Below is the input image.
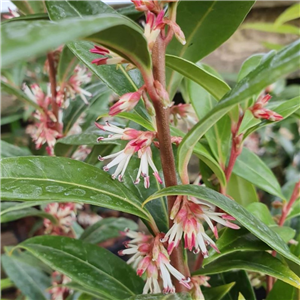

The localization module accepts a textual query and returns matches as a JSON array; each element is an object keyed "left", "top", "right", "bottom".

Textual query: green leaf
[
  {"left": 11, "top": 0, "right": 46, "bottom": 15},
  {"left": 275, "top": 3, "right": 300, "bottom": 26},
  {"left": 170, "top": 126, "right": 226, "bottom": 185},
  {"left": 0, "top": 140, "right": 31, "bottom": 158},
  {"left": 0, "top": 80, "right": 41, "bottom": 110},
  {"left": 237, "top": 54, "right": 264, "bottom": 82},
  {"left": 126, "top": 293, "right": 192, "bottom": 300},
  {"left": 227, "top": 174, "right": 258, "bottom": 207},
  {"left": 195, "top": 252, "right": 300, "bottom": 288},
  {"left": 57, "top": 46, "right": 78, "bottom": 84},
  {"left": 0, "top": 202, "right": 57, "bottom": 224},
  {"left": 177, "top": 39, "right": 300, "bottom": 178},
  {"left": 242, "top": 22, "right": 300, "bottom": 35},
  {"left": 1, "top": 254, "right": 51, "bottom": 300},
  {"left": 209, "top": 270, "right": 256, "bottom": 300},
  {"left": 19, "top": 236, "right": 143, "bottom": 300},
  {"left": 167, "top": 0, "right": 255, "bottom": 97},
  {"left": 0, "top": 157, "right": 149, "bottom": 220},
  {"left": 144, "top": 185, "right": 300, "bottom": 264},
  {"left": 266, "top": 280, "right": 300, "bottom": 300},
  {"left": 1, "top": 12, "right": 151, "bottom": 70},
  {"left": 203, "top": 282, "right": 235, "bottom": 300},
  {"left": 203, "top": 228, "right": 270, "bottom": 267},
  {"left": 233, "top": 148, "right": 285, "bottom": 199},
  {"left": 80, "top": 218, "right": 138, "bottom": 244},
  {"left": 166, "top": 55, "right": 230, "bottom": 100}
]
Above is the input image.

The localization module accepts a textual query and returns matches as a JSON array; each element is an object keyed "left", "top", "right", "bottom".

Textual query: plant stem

# # # # # # #

AIM OF THE TASK – Arrange the listing above as a Markdown table with the columns Row and Line, numbering each line and leaving out blank lines and the pictures.

THE OUTPUT –
| Row | Line |
|---|---|
| 1 | Below is the input image. |
| 2 | The localization module accepts a textual query and returns matches as a JSON array; each element is an object keyed "left", "top", "right", "bottom". |
| 3 | Textual query: green leaf |
| 4 | [ |
| 5 |   {"left": 11, "top": 0, "right": 46, "bottom": 15}, |
| 6 |   {"left": 275, "top": 3, "right": 300, "bottom": 26}, |
| 7 |   {"left": 170, "top": 126, "right": 226, "bottom": 185}, |
| 8 |   {"left": 0, "top": 140, "right": 31, "bottom": 158}, |
| 9 |   {"left": 0, "top": 80, "right": 41, "bottom": 110}, |
| 10 |   {"left": 237, "top": 54, "right": 264, "bottom": 82}, |
| 11 |   {"left": 126, "top": 293, "right": 192, "bottom": 300}, |
| 12 |   {"left": 227, "top": 174, "right": 258, "bottom": 207}, |
| 13 |   {"left": 195, "top": 252, "right": 300, "bottom": 288}, |
| 14 |   {"left": 57, "top": 46, "right": 78, "bottom": 84}, |
| 15 |   {"left": 0, "top": 202, "right": 57, "bottom": 224}, |
| 16 |   {"left": 177, "top": 39, "right": 300, "bottom": 178}, |
| 17 |   {"left": 242, "top": 22, "right": 300, "bottom": 35}, |
| 18 |   {"left": 1, "top": 254, "right": 51, "bottom": 300}, |
| 19 |   {"left": 209, "top": 270, "right": 256, "bottom": 300}, |
| 20 |   {"left": 19, "top": 236, "right": 143, "bottom": 300}, |
| 21 |   {"left": 167, "top": 0, "right": 255, "bottom": 97}, |
| 22 |   {"left": 0, "top": 157, "right": 149, "bottom": 220}, |
| 23 |   {"left": 144, "top": 185, "right": 300, "bottom": 264}, |
| 24 |   {"left": 266, "top": 280, "right": 300, "bottom": 300}, |
| 25 |   {"left": 1, "top": 12, "right": 151, "bottom": 70}, |
| 26 |   {"left": 203, "top": 282, "right": 235, "bottom": 300}, |
| 27 |   {"left": 203, "top": 228, "right": 270, "bottom": 267}, |
| 28 |   {"left": 233, "top": 148, "right": 285, "bottom": 199}, |
| 29 |   {"left": 80, "top": 218, "right": 138, "bottom": 244}, |
| 30 |   {"left": 166, "top": 55, "right": 230, "bottom": 100} |
| 31 | ] |
| 32 | Above is the input image. |
| 33 | The localization module accepts a textual query and returns matches as a JSON array; each element is an object keyed "left", "top", "right", "bottom". |
| 34 | Textual query: plant stem |